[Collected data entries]
========================================

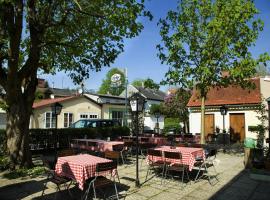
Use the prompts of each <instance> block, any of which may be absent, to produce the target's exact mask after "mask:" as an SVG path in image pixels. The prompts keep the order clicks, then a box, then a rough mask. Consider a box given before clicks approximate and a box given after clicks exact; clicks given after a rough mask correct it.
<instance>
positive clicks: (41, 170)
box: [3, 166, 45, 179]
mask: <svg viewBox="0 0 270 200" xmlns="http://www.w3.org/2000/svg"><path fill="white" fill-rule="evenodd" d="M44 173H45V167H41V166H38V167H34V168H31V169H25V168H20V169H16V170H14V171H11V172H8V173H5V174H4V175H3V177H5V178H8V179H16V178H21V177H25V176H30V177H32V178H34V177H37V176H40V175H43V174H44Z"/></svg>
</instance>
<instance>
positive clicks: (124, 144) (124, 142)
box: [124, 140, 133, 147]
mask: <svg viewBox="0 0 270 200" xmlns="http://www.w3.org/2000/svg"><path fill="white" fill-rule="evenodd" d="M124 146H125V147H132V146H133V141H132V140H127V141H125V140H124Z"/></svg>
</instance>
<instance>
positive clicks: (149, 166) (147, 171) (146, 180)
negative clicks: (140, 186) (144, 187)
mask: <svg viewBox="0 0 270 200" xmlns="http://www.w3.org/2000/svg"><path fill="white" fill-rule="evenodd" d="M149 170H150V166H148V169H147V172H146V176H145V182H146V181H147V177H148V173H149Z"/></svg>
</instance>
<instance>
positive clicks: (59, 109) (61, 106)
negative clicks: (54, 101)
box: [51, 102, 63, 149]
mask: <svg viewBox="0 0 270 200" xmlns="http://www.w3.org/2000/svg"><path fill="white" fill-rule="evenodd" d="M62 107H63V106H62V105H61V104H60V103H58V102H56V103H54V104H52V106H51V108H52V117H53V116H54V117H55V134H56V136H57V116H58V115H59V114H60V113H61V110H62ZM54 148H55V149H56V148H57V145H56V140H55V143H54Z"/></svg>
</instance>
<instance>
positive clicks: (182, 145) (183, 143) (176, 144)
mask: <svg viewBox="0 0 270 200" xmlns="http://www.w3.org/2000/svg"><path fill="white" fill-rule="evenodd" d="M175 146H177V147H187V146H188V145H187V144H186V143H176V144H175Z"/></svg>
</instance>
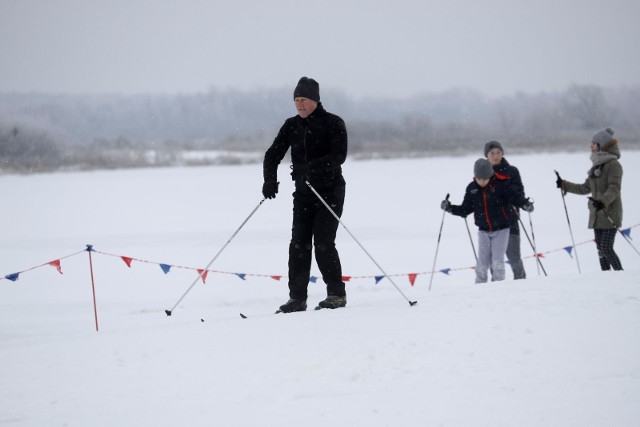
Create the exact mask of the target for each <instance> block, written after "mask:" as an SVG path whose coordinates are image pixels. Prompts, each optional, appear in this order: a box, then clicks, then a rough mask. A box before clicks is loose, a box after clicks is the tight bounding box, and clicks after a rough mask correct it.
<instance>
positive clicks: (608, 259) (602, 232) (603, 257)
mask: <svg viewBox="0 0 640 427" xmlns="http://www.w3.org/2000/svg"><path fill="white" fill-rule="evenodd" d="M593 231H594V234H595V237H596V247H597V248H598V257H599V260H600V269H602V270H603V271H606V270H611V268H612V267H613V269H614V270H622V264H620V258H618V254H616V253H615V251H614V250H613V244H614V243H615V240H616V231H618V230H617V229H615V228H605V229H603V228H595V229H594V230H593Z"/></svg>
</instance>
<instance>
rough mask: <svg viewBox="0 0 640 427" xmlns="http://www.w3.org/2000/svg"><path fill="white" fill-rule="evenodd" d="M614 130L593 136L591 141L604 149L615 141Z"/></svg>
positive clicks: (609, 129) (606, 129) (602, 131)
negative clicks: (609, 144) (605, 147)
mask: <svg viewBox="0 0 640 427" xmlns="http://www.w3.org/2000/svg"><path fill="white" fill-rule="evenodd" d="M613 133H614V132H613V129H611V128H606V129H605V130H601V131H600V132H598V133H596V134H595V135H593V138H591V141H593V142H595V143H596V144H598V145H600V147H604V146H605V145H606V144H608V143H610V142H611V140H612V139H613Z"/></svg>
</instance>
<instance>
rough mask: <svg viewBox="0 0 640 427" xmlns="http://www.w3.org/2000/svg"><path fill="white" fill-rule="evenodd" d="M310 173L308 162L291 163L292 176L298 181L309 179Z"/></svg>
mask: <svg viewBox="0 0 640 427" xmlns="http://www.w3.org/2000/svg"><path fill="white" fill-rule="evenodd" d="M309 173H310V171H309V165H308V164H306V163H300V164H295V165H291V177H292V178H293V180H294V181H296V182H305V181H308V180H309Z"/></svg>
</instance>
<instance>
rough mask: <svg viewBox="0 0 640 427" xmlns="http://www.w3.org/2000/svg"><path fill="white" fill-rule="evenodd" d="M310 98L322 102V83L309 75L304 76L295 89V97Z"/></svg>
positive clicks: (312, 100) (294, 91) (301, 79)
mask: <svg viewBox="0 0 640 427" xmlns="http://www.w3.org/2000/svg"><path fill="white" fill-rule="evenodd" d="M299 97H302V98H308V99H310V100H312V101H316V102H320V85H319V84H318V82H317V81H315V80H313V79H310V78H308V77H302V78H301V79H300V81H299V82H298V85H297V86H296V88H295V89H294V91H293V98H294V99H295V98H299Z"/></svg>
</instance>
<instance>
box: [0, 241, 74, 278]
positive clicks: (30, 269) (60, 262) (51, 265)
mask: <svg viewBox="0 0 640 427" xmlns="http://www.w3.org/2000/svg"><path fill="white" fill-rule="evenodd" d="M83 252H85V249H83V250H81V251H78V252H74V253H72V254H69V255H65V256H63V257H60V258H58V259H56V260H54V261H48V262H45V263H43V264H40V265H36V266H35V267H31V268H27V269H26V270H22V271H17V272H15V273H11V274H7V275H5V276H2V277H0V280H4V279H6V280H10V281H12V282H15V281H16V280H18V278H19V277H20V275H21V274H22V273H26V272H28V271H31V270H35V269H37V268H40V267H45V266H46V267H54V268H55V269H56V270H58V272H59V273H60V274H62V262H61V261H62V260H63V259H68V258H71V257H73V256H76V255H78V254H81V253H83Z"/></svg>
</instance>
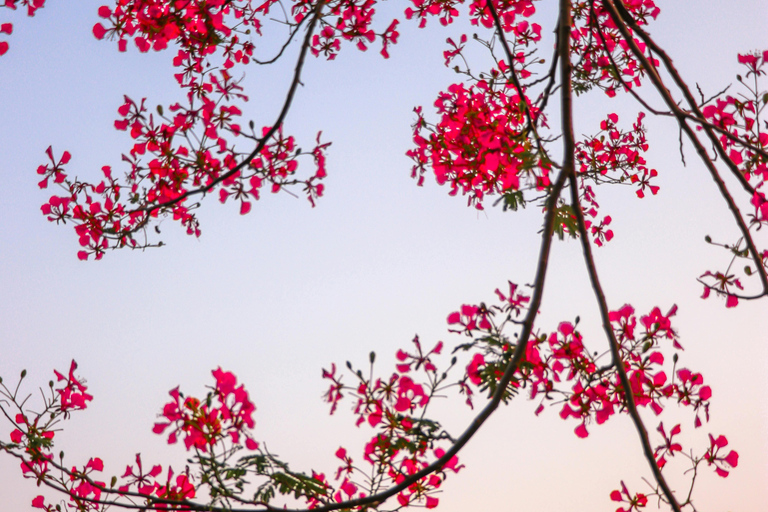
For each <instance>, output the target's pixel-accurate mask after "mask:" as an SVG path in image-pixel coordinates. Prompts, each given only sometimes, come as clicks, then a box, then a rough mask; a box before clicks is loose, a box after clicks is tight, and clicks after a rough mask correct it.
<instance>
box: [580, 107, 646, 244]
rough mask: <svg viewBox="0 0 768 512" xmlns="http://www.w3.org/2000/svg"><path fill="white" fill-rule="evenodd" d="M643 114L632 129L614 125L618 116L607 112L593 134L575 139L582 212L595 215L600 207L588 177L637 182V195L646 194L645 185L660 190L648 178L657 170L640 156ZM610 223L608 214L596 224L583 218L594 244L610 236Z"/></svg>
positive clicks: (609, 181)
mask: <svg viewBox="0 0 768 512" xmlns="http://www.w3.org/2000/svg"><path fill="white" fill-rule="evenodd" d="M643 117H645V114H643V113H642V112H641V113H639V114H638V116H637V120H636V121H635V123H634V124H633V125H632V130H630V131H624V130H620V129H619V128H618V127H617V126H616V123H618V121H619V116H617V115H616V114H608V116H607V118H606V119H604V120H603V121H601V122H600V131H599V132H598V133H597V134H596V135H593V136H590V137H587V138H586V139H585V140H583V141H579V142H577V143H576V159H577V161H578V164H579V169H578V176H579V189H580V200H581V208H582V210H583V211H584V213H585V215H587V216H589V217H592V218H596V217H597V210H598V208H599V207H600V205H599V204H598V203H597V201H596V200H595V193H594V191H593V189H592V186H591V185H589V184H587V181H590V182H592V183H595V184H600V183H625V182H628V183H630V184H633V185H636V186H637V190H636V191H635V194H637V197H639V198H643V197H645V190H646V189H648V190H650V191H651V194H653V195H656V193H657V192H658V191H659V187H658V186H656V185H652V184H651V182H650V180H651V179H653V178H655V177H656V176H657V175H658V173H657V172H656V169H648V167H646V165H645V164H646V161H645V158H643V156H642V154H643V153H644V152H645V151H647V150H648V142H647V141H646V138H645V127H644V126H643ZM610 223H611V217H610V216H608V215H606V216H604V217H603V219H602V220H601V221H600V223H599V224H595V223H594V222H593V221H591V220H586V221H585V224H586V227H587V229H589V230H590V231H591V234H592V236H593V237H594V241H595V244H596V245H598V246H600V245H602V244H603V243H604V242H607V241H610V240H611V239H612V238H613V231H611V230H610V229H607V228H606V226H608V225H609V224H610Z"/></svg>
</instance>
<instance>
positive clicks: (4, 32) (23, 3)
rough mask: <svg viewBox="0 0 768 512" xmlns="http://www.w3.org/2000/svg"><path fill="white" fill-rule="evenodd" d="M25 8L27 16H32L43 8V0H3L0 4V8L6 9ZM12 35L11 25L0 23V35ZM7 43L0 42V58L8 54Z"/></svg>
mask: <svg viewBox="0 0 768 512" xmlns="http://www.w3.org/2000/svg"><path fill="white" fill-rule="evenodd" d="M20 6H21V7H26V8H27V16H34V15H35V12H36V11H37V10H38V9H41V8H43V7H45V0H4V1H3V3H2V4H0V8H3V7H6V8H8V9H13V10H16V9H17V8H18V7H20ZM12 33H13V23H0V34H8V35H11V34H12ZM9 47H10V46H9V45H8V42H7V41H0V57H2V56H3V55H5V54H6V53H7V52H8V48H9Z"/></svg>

========================================

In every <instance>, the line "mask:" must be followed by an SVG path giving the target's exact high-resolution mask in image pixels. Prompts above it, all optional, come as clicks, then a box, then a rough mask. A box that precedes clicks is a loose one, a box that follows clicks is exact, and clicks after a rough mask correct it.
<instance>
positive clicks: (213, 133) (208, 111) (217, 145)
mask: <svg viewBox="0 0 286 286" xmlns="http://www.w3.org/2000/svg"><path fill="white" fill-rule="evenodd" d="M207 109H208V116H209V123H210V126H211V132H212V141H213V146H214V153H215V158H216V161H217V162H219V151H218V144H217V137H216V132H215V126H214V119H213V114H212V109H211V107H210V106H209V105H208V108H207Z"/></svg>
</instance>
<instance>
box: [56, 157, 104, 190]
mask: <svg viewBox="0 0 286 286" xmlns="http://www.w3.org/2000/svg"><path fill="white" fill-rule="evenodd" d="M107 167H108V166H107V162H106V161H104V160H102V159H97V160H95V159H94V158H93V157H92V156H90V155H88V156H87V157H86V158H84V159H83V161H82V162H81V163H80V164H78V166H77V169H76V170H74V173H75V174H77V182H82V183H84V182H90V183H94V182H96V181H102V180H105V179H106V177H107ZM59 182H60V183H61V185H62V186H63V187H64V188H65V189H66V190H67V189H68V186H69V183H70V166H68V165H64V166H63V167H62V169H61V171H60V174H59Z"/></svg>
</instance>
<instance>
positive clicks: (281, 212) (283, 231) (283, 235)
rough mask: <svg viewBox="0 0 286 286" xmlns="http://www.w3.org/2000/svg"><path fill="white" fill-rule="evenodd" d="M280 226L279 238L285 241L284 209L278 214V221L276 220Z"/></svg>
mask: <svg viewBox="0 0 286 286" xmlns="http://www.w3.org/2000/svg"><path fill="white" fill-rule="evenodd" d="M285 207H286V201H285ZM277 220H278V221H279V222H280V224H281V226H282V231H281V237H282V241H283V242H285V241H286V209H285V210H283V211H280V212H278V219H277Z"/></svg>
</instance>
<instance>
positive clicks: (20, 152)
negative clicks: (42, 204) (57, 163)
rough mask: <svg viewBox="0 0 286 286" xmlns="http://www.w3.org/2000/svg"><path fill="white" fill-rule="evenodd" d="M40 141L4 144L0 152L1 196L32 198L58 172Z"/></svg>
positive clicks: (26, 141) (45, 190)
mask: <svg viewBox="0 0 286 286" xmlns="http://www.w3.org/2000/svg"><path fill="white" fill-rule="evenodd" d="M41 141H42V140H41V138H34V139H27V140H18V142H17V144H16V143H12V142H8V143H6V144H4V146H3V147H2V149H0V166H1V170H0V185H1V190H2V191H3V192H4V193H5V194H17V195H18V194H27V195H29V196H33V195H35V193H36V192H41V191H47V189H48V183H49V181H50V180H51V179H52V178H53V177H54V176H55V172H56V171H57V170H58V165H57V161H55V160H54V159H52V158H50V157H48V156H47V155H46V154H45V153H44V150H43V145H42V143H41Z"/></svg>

========================================

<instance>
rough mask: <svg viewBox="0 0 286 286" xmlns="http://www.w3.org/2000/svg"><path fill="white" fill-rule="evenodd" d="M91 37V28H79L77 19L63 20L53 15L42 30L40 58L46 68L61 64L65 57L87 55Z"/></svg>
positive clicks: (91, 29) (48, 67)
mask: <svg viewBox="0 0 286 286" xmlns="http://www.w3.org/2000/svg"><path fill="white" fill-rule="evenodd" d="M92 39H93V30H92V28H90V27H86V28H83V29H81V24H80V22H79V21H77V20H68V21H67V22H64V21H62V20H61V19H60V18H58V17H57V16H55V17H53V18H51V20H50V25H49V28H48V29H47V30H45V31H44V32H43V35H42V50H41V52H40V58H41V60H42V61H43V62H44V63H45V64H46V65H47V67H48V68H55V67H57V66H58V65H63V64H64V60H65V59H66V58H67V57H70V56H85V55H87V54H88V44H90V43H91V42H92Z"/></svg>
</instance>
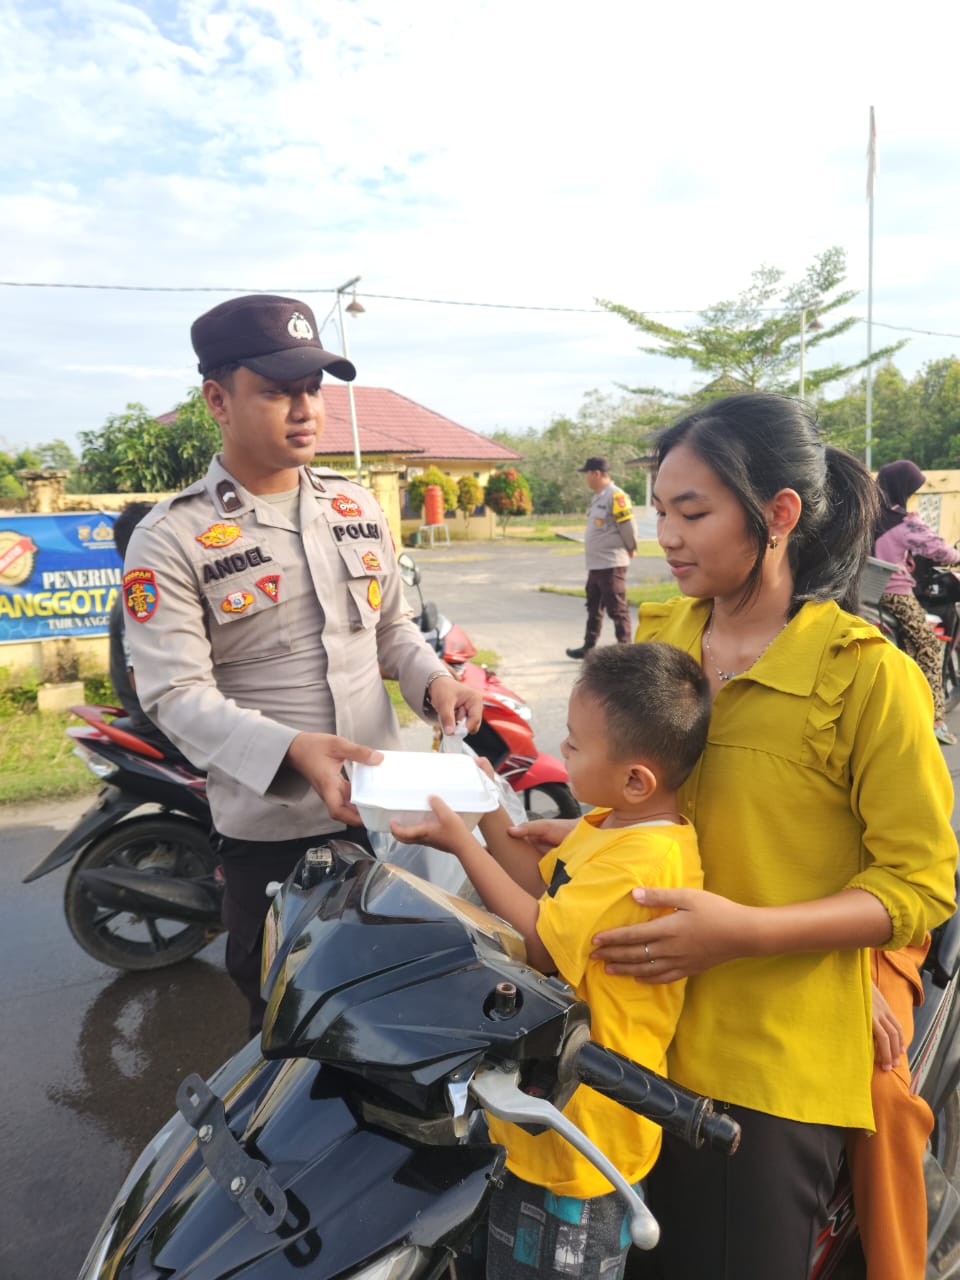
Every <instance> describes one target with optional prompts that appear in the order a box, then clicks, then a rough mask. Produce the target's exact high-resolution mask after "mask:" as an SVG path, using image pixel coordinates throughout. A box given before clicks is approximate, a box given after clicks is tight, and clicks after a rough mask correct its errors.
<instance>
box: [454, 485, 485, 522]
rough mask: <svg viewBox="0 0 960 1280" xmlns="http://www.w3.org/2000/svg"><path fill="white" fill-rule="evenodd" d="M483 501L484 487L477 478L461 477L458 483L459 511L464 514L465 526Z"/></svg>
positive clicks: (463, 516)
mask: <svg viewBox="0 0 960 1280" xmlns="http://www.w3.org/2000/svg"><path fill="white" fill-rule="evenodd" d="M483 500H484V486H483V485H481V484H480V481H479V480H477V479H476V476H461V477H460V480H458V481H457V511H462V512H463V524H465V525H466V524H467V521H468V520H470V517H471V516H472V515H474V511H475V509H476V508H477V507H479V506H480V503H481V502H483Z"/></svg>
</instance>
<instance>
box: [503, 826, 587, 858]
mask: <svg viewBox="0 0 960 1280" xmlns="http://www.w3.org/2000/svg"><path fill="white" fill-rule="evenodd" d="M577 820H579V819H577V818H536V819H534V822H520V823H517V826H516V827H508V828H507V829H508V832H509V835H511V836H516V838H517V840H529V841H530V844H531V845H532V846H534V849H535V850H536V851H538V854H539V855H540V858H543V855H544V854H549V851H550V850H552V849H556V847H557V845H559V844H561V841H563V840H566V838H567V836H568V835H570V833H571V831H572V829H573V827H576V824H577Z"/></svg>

========================================

Copy out each line of the records where the string "block" appears.

Use the prompts of each <instance> block, any of which may be absent, to produce the target's exact mask after "mask:" as an SVG path in image pixels. The prompts keep the order clicks, then a box, then a rough mask. Consider a box given before clicks approximate and a box given after clicks exact; clicks given after a rough mask correct it.
Create the exact mask of the target for each <instance> block, written after "mask:" as an SVG path whose coordinates are image pixels. Prompts, each optional, appear in this order: a box, then clicks, then a rough mask. A box before clicks is loose, a box after clicks is the tight bounding box, and clicks after a rough mask correct it.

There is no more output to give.